In the entries that follow, find the word "green" and report each line it is on.

> _Dataset items_

....

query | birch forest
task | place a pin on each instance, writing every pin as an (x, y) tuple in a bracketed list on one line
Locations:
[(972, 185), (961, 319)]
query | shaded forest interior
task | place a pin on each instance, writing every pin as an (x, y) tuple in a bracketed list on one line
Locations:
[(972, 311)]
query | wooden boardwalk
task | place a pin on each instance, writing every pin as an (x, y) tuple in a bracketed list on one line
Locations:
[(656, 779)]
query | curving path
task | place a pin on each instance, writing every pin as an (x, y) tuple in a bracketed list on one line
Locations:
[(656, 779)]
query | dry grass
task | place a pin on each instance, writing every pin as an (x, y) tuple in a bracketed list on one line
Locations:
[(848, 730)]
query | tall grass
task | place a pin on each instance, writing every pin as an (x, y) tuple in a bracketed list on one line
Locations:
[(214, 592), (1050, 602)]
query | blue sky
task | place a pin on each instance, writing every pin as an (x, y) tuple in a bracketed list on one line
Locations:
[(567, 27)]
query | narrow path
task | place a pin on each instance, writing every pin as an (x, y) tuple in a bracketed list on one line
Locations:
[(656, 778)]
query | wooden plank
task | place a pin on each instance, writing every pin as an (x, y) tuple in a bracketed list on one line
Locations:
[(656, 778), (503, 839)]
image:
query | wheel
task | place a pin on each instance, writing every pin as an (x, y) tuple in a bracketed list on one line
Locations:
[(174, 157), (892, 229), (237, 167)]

....

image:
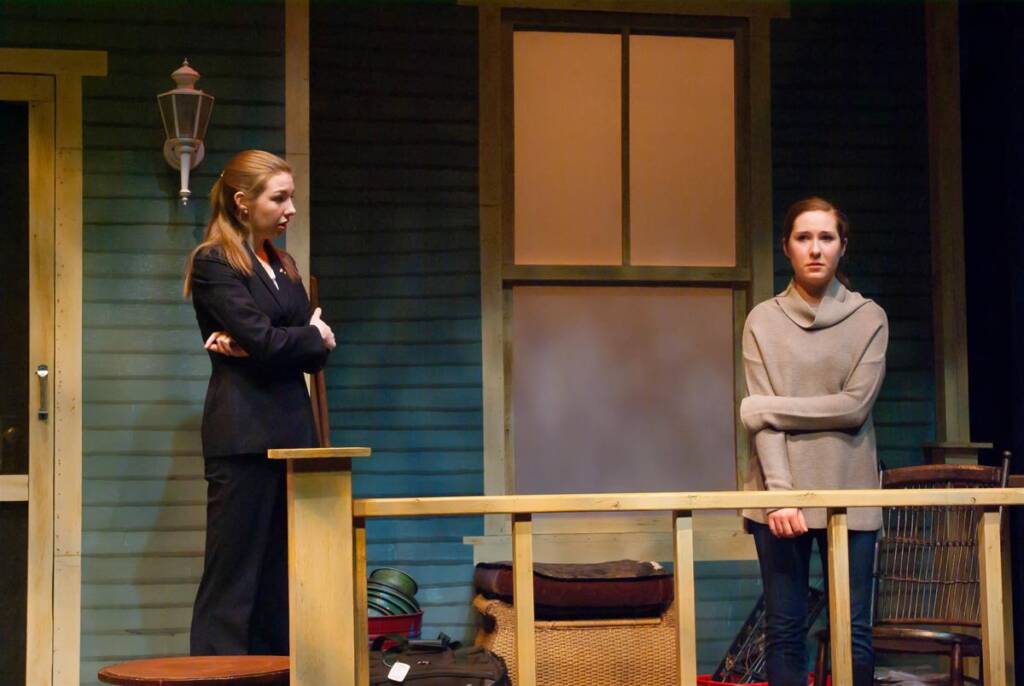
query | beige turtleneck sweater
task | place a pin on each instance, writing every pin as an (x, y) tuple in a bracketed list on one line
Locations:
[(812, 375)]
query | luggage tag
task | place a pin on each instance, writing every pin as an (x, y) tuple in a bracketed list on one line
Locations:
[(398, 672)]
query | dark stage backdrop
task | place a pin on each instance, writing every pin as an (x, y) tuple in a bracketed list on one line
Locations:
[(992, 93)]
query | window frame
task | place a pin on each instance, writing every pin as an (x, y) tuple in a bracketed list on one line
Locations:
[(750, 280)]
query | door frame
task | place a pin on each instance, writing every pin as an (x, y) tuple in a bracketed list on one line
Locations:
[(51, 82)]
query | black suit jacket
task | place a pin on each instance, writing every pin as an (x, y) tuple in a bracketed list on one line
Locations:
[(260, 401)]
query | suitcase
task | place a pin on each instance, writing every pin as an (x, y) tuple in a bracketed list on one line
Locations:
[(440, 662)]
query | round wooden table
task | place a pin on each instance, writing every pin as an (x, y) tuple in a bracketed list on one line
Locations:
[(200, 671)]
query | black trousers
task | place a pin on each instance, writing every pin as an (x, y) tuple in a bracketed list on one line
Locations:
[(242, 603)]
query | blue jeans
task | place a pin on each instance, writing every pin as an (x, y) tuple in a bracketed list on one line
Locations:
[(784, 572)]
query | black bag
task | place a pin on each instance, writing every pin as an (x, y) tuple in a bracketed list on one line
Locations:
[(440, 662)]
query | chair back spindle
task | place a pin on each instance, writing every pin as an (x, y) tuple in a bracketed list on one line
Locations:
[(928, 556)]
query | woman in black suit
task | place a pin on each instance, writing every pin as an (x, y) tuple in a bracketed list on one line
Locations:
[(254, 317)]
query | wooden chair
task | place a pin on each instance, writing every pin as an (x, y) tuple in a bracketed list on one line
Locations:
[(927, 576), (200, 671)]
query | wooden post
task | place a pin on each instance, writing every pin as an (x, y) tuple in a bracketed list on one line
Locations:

....

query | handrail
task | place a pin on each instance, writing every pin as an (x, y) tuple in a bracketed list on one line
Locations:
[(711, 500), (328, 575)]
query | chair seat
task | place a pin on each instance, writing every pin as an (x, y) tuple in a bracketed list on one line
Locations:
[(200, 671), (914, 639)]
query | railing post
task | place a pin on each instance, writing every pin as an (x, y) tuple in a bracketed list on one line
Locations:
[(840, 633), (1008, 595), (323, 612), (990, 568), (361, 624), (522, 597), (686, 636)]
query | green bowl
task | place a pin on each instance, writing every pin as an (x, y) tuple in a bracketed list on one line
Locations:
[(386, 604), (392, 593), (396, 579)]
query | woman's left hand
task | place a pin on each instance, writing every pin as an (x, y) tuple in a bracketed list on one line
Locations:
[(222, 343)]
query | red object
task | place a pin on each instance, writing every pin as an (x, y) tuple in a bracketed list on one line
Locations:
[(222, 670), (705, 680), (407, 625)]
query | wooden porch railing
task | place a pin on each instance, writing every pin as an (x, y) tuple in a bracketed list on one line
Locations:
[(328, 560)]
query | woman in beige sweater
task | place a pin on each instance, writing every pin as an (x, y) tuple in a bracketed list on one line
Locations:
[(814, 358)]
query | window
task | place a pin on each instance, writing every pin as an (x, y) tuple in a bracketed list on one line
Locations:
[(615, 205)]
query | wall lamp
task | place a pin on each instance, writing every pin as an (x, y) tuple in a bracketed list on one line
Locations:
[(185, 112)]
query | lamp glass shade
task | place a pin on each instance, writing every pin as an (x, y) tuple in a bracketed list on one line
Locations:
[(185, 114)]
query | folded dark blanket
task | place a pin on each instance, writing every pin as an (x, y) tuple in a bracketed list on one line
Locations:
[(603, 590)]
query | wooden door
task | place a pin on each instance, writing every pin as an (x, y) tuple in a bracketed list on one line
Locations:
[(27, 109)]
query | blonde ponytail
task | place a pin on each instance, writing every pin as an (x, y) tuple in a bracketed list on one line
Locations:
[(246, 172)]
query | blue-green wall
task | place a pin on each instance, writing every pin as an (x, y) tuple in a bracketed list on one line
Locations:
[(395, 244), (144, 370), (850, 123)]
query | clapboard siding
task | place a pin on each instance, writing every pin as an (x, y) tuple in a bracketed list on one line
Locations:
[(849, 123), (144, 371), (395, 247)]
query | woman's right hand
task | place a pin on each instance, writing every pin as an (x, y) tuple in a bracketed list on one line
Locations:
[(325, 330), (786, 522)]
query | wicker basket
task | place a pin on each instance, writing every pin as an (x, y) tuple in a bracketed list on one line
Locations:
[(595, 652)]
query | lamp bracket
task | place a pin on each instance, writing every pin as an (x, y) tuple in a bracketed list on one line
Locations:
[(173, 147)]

....

> _RESPONSE FOR THIS EXERCISE_
query | green bowl
query | blue-green wall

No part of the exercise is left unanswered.